## What this task involves
Transcribe every one of the records below line for line, keeping each character as it appears.

## Data lines
+-------+
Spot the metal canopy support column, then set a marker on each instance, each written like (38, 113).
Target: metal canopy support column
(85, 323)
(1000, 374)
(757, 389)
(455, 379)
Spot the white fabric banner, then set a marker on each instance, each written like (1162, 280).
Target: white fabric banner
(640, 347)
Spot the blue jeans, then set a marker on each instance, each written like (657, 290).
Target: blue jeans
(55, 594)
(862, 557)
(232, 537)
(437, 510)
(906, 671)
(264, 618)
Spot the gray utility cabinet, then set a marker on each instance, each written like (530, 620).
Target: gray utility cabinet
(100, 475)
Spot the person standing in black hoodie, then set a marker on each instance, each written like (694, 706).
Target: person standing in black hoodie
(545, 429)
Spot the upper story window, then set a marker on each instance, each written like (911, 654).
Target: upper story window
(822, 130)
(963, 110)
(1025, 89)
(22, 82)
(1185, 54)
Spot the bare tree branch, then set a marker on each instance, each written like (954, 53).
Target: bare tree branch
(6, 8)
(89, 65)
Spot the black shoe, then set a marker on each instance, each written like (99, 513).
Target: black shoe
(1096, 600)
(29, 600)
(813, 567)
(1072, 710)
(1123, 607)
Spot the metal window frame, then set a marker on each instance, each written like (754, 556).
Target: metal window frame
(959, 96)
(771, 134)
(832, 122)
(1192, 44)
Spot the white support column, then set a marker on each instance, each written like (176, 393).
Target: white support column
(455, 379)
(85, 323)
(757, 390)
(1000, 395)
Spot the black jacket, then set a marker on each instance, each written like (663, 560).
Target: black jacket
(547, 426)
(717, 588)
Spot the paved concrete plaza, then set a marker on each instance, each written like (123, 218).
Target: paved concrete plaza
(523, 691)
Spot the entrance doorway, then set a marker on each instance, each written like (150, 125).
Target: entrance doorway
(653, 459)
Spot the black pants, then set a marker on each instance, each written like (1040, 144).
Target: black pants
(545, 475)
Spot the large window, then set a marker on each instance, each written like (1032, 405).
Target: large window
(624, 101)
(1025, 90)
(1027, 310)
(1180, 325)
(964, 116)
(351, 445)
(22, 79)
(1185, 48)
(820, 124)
+-------+
## The solution
Spot the metal canopy support column, then set a marker on each instance, each written like (38, 113).
Target: metal canopy support column
(85, 323)
(1000, 374)
(757, 389)
(455, 379)
Spot the white fabric banner, then set a marker on each instance, each written like (1162, 280).
Target: white fabric banner
(640, 347)
Spot the blue jeans, then set a marker on each instance, each written like (657, 290).
Target: blue jeans
(55, 594)
(862, 557)
(232, 537)
(437, 510)
(906, 671)
(264, 618)
Spot the gray utility cabinet, then set a marker on each instance, each written like (530, 620).
Target: gray utility cabinet
(100, 475)
Spot the person standing in black hoodie, then set a marker on each instance, each written like (694, 706).
Target: person standing in black hoodie
(545, 429)
Spot the upper story window, then set a marker on each instance, each written like (911, 654).
Target: upper story window
(822, 130)
(963, 110)
(1025, 89)
(22, 82)
(1185, 54)
Spot the bare tree branch, then set a marker on each instance, each written like (954, 53).
Target: bare tree branch
(6, 8)
(89, 65)
Spot the black shoe, then set a marker on each instance, each written like (99, 513).
Target: black shoe
(1096, 600)
(29, 600)
(813, 567)
(1072, 710)
(1123, 607)
Spot the metal window frame, then set a marker on each instance, each written like (754, 556).
Target: metal window frame
(959, 96)
(771, 134)
(832, 122)
(1192, 44)
Spot the white support column, then set a marker on each instance, each written like (176, 393).
Target: white support column
(455, 379)
(85, 323)
(757, 390)
(1000, 395)
Spot the black jacket, then set a marker on each instance, each written like (663, 560).
Target: black jacket
(547, 426)
(717, 588)
Spot the paved concrete plaza, then set a marker on each instance, each written like (123, 218).
Target: paved concrete plaza
(523, 691)
Spot the entrance doorway, then set a marker on each instance, each written like (150, 125).
Target: entrance doorway
(653, 459)
Spot the black pants, then set a marker on each instance, each written like (1040, 144).
Target: black pants
(545, 475)
Spot the large window, then set a marker on each instance, each written like (1032, 405).
Target: large window
(624, 101)
(1025, 90)
(1027, 310)
(1180, 325)
(964, 116)
(351, 445)
(22, 79)
(1185, 48)
(820, 124)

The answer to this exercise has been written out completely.